- _Выбранный отрывок_:

К. Бекетов. «Там, в далёких норвежских горах»1
К вечеру 17 августа 1997 года ситуация складывалась следующим образом: я задумчиво сижу на берегу озера Сторуман в Северной Швеции, километрах в двух от окраины одноимённого городка, и лицезрею весьма туманные горные очертания на горизонте. За небольшим перелеском шоссе Е12, ведущее в норвежский Му на побережье Атлантики; периодически с дороги доносится гул проходящей машины и я пытаюсь определить направление её движения. Если она ушла на юго-восток — мне всё равно, а если в сторону гор — очень плохо, может и уехал бы: Вообще-то не люблю я автостоп, какое-то психологически тяжёлое занятие, и очень жёсткие ограничения по весу и объёму снаряжения. Еду вроде в горы, а у меня ни палатки, ни ботинок — ничего нет. Осень на носу, уже холодно спать в синтепоновой «ноге» под звёздным небом. Ладно, надо ехать.
— Гу да! Я-а талар интэ свэнска! (мои познания в шведском: добрый день! Я не говорю по шведски!). Андэстэнд? Андэстэнд! Ну тогда поехали.
Подобрала меня какая-то девчонка, одна за рулём, не боится. Рашн? Оу! Едем, шоссе слегка извивающейся лентой раскачивается на увалах. Увалы всё выше. Ски? Клайминг? Я понемногу тоже. Сайберия? Ну, спрашиваешь!.. А ты где была? Ах, Тибет! Понятно, понятно: Ну и как в Кении? Я так и думал.
Доехали до посёлка Тенабю. Хелен говорит, что здесь живёт Ингемар Стенмарк. Знаю ли я, кто такой Стенмарк? Ну естественно я знаю, кто такой Стенмарк.

- _Условия задания_: Перепишите часть отрывка о поездке автостопом, которая начинается со слов «Подобрала меня какая-то» и заканчивается словами «кто такой Стенмарк.». В ней поменяйте «девчонка» на «девушка».

- _Исходные данные_:
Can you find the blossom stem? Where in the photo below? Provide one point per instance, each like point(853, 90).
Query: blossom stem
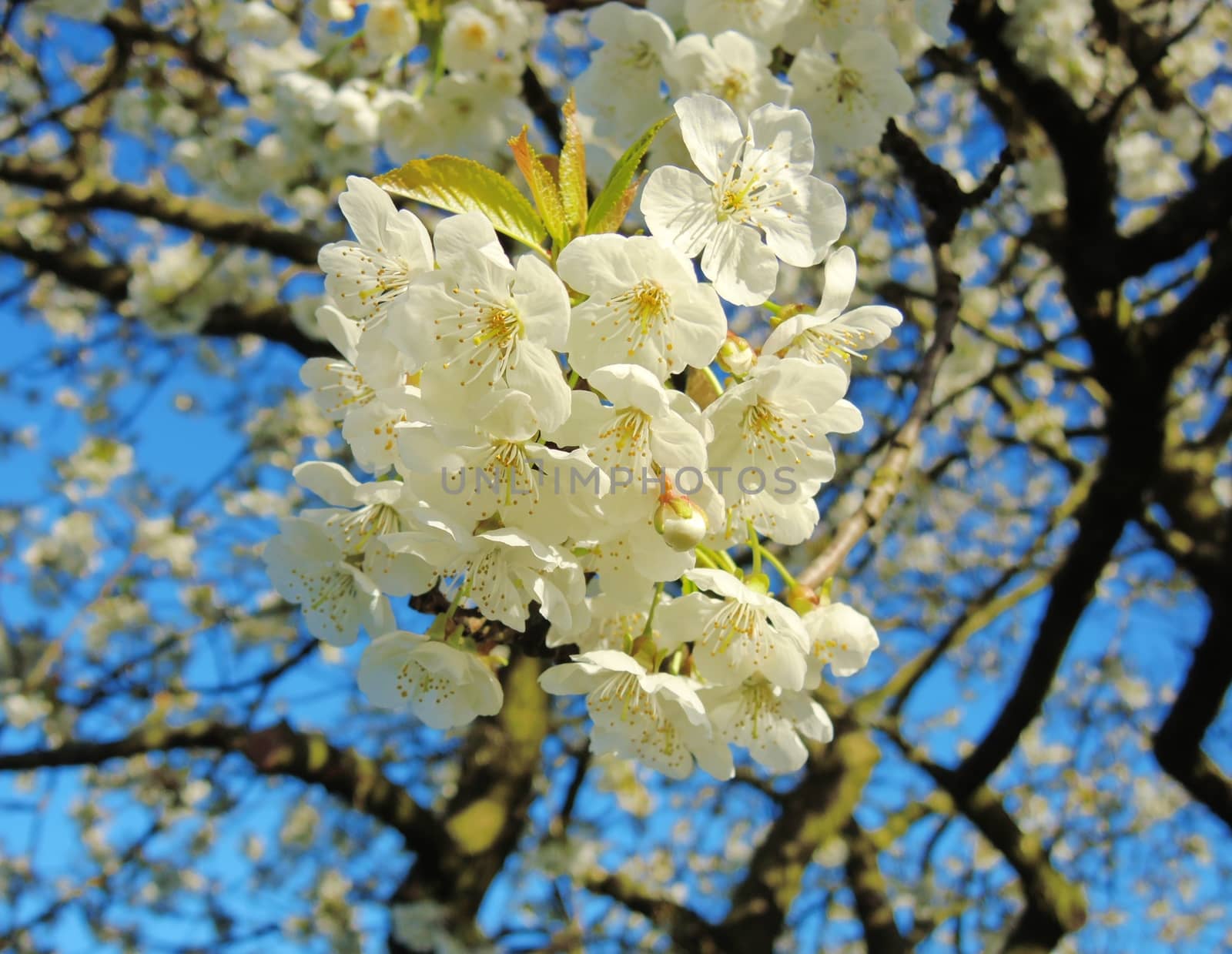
point(788, 578)
point(654, 604)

- _Решение задания_:
Подобрала меня какая-то девушка, одна за рулём, не боится. Рашн? Оу! Едем, шоссе слегка извивающейся лентой раскачивается на увалах. Увалы всё выше. Ски? Клайминг? Я понемногу тоже. Сайберия? Ну, спрашиваешь!.. А ты где была? Ах, Тибет! Понятно, понятно: Ну и как в Кении? Я так и думал.
Доехали до посёлка Тенабю. Хелен говорит, что здесь живёт Ингемар Стенмарк. Знаю ли я, кто такой Стенмарк? Ну естественно я знаю, кто такой Стенмарк.